Copy the lines below word for word, leaving out the pictures.

START LISTED ENTRIES

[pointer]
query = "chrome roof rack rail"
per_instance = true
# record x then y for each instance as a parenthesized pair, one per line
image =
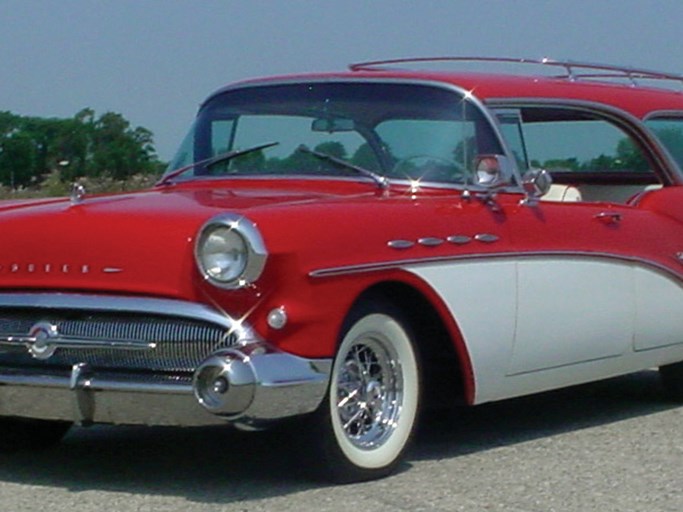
(573, 70)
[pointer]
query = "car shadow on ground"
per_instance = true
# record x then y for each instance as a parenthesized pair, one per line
(222, 465)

END LISTED ENTRIES

SOLUTION FOR THIS TASK:
[pointer]
query = "chrome roof rack rail"
per_instance = true
# record x then y for each instance as a parenthesized pair, one per line
image =
(573, 70)
[pointer]
query = "car shadow on ground"
per_instance = true
# record x then y for each instance as a parenthesized pair, one per line
(222, 465)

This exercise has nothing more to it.